> _Information_
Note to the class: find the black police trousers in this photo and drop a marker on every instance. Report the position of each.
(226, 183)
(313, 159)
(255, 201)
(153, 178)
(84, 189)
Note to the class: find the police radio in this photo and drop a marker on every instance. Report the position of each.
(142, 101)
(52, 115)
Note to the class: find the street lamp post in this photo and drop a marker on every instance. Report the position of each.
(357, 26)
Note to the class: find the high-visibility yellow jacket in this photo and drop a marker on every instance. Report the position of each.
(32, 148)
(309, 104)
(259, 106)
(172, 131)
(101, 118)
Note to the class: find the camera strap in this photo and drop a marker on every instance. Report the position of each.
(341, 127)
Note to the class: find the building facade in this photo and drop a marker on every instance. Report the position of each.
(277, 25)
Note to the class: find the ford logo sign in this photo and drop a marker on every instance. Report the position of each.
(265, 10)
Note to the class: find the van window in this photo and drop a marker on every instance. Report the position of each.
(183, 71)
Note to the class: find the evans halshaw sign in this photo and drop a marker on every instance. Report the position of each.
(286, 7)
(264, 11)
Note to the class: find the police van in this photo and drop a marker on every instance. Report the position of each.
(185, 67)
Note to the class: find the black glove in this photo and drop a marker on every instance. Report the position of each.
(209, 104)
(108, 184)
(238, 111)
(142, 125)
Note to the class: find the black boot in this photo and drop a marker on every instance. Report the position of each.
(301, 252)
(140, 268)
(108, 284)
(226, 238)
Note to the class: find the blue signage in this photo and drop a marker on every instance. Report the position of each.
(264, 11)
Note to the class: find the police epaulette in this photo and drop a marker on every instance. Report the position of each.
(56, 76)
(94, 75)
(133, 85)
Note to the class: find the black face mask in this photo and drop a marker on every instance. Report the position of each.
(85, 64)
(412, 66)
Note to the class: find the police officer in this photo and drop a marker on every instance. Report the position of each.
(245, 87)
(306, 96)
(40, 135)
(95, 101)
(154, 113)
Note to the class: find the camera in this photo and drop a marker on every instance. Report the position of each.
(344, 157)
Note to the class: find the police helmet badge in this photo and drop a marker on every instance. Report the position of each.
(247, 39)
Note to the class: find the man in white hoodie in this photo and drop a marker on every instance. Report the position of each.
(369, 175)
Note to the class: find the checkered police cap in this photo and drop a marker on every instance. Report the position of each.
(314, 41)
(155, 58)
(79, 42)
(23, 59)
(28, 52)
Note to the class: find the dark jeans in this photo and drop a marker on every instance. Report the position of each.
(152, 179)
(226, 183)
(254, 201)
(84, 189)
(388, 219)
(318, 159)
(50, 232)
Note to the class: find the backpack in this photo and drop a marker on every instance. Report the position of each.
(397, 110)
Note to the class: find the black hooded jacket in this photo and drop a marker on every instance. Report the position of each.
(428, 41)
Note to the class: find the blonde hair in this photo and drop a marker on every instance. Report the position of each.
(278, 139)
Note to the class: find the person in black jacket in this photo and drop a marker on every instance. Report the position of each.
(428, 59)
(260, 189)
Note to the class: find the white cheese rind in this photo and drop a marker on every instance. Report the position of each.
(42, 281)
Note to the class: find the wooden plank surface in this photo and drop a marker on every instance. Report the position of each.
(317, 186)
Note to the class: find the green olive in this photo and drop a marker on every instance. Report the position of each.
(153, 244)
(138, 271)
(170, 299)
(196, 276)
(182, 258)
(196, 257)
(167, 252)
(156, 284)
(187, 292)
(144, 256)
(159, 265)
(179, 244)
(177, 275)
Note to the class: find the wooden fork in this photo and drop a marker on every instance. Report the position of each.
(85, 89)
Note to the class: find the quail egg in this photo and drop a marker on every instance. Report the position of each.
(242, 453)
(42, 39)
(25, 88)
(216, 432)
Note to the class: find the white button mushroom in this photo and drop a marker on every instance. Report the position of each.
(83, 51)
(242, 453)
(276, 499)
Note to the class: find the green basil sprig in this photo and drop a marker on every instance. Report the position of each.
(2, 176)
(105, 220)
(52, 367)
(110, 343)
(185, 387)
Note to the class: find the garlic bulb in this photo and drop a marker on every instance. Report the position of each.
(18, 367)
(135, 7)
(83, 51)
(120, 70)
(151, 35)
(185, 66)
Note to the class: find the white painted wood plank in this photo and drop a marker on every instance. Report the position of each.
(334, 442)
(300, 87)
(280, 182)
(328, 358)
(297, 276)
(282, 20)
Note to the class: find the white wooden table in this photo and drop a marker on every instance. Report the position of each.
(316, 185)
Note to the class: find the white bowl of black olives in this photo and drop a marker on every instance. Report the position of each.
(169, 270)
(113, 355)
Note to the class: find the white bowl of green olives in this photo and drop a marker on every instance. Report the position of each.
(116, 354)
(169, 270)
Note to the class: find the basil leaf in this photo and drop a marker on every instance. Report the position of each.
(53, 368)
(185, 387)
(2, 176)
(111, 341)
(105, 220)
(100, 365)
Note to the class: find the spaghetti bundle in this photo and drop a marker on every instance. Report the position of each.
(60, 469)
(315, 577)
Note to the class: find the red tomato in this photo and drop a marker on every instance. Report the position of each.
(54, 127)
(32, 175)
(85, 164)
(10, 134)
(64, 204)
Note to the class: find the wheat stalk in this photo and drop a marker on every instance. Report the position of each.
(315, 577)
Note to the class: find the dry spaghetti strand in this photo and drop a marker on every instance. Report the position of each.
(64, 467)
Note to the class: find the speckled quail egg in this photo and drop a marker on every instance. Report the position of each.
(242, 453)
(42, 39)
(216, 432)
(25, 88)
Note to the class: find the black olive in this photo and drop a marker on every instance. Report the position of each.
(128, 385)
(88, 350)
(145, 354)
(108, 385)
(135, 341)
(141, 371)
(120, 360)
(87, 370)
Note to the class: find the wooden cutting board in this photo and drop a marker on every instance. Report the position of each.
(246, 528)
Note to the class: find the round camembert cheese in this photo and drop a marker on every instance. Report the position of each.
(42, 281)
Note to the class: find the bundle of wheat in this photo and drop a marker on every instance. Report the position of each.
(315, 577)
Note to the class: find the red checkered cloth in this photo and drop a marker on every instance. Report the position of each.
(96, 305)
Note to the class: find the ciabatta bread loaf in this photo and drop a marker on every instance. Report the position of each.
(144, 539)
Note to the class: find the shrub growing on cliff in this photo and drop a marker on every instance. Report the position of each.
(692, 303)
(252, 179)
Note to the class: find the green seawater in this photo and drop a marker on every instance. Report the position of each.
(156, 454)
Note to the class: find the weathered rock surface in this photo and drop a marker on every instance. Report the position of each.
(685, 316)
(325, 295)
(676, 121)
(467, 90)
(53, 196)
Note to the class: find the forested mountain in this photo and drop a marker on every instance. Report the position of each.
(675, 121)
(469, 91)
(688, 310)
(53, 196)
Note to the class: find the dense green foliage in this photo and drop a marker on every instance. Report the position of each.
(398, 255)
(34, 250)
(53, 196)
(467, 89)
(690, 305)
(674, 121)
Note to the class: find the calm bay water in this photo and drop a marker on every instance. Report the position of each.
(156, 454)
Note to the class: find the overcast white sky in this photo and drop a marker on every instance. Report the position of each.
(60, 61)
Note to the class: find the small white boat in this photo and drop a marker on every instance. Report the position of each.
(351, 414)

> _Required work_
Output all of the entries without altering a single word.

> _Task answer_
Note to the class: find the black police trousers in this photo and drop a marker on every instance. Report the position of each.
(226, 183)
(313, 159)
(255, 201)
(153, 178)
(84, 189)
Note to the class: find the police radio in this photo and drop a marker on every instance. Report the position of each.
(142, 101)
(52, 115)
Note to the class: find the street lamp post in this photo and drop a marker on every instance. Report the position of each.
(357, 26)
Note to the class: find the high-visibility yellow jacket in this photo and drop a marker on every instance. Report the position of each.
(32, 148)
(309, 104)
(259, 106)
(172, 131)
(101, 118)
Note to the class: find the camera strap in this photo and drop a marker on every instance. Report the position of each.
(341, 127)
Note to the class: find the building facade in this photo and drop a marker on every instance. Report the position of each.
(277, 25)
Note to the class: find the ford logo sign in this photo and drop a marker on every instance. Report the position of each.
(265, 10)
Note to the class: find the van window in this photo and drop a marker on every instance. Report the position of each.
(183, 71)
Note to the class: find the evans halshaw sign in this photo and drop a marker on every instance. Report the position of each.
(286, 7)
(264, 11)
Note to the class: find the police van in this photo and drop a marker on every instance. Report the position of each.
(185, 67)
Note to the class: find the black glove in this photo and drop a marker on every instance. Report the position of each.
(209, 104)
(108, 184)
(238, 111)
(142, 125)
Note to the class: find the black boot in this photo and drop a marker on every instance. Report the position of each.
(301, 252)
(140, 268)
(108, 284)
(226, 238)
Note to the class: find the blue signage in this photo and drop a marker on every instance. Report the position of each.
(264, 11)
Note to the class: find the police epaulette in this photo and drop a marker on every instance. Report the position of each.
(56, 76)
(94, 75)
(133, 85)
Note to the class: find the black face mask in this photo and drop a marker on every instance. Report the position of each.
(85, 64)
(412, 66)
Note to the class: find the police officer in this photo and drop a marker on every instance. Report the position of each.
(245, 87)
(306, 96)
(40, 135)
(95, 101)
(154, 113)
Note to the class: find the camera in this photo and drop a marker on every instance. Report the position of each.
(344, 157)
Note to the class: find the police helmet badge in this photo and drop a marker on every instance. Report the position of each.
(247, 39)
Note to the class: find the man in white hoodie in this photo and drop a marker on every instance. Report the position of each.
(369, 175)
Note to the class: find the checkered police cap in this photo and drop a marker on every instance. Report the position of each.
(314, 41)
(155, 58)
(79, 42)
(23, 59)
(28, 52)
Note to the class: find the dark jeans in this photo and drop a marker on every instance. Report the position of each.
(152, 179)
(226, 183)
(254, 201)
(84, 189)
(388, 219)
(318, 159)
(50, 232)
Note to the class: find the backpack in this photo and drop a marker on every instance. Report the position of each.
(397, 110)
Note to the class: find the black hooded jacket in this photo and drop a marker on every instance. Report the position of each.
(428, 41)
Note to the class: find the blonde hair in this photo and drop a marker on every instance. Report the position of each.
(278, 139)
Note to the class: find the person in black jacket in this photo and drop a marker on every instance. Report the position of each.
(428, 59)
(260, 189)
Note to the class: find the white cheese rind in this photo and drop a marker on every instance. Report the position of each.
(42, 281)
Note to the class: find the wooden plank surface in this photo and drop a marker on every instance. Report the position of each.
(317, 186)
Note to the class: find the green olive in this photo and drop a marker on every instance. Report the position of each.
(153, 244)
(138, 271)
(170, 299)
(196, 276)
(182, 258)
(196, 257)
(167, 252)
(156, 284)
(187, 292)
(144, 256)
(159, 265)
(179, 244)
(177, 275)
Note to the class: find the wooden fork in this photo and drop a marker on every instance. Report the position of each.
(85, 89)
Note to the class: find the quail egg in this photo and drop a marker on every instance. Report the position of each.
(242, 453)
(42, 39)
(25, 88)
(216, 432)
Note to the class: find the white button mushroom in this photo and drop a marker on every instance. Report the position of each.
(83, 51)
(242, 453)
(276, 499)
Note to the class: find the green basil sprig in this photo and drop a marker on every instance. Report the position of each.
(2, 176)
(105, 220)
(52, 367)
(110, 343)
(185, 387)
Note to the class: find the garlic bulb in this photo and drop a marker on every instance. Report the position of each.
(18, 367)
(135, 7)
(83, 51)
(120, 70)
(151, 35)
(185, 66)
Note to the class: find the white painted wood plank in this photo and drop a marker on every instance. Report the position of each.
(334, 442)
(300, 87)
(280, 182)
(328, 358)
(297, 276)
(282, 20)
Note to the class: find the white wooden table in this photo and drop a marker on every instance. Report the position of each.
(316, 185)
Note to the class: find the white bowl of black olives in this photo and drop a marker on every instance. Report the position of each.
(169, 270)
(113, 355)
Note to the class: find the white bowl of green olives in this photo and drop a marker on every instance. Report the position of each.
(116, 354)
(169, 270)
Note to the class: find the basil leaf in this photo and drop a marker on every instance. Report the position of each.
(53, 368)
(185, 387)
(2, 176)
(111, 341)
(105, 220)
(100, 365)
Note to the class: find the spaghetti bundle in this photo and drop a marker on every instance. Report the position of each.
(60, 469)
(315, 577)
Note to the class: find the red tomato in this photo and drop a marker on every instance. Report the position of each.
(54, 127)
(32, 175)
(85, 164)
(10, 134)
(64, 204)
Note to the class: find the wheat stalk in this photo and drop a marker on every instance. Report the position of each.
(315, 577)
Note to the class: find the dry spaghetti strand in this photo and drop a marker on every instance. Report the position of each.
(64, 467)
Note to the class: find the speckled quail egg in this photo and drop a marker on every instance. Report the position of each.
(242, 453)
(42, 39)
(216, 432)
(25, 88)
Note to the class: find the black olive in this photo and drop a marker on every instance. Report the position of each.
(128, 385)
(88, 350)
(145, 354)
(108, 385)
(135, 341)
(141, 371)
(120, 360)
(87, 370)
Note to the class: find the wooden cutting board in this photo and drop a marker on every instance. Report the position of each.
(246, 528)
Note to the class: find the round camembert cheese in this photo and drop a marker on every instance. Report the position of each.
(42, 281)
Note to the class: find the bundle of wheat in this photo and drop a marker on every instance. Report the position of each.
(315, 577)
Note to the class: find the red checkered cloth in this photo and drop a marker on every instance. Report the position of each.
(96, 305)
Note to the class: find the ciabatta bread loaf in this photo and drop a marker on every instance. Report the position of each.
(144, 539)
Note to the class: find the shrub growing on cliff in this photo and drop a marker on every instance. Report the position of each.
(692, 303)
(252, 179)
Note to the class: find the green seawater in this photo and drop a marker on every instance. Report the position of each.
(156, 454)
Note to the class: find the weathered rock surface in this photo and drop a marker on every instance. Report the position of each.
(685, 316)
(325, 295)
(676, 121)
(467, 90)
(53, 196)
Note to the class: find the forested mountain in this photo and drop a marker on every instance. Report the position of each.
(675, 121)
(469, 91)
(688, 310)
(53, 196)
Note to the class: find the dense green foliage in this photo and drop a marker on every instance. Report the position of each.
(398, 255)
(34, 250)
(53, 196)
(467, 89)
(690, 305)
(674, 121)
Note to the class: find the calm bay water in this photo and drop a marker on every instance. Report the position of each.
(156, 454)
Note to the class: find the overcast white sky in this photo and drop a marker on every instance. Report the position of each.
(60, 61)
Note to the class: find the small white boat in this photo and drop a marker on every instance. Report the position of each.
(351, 414)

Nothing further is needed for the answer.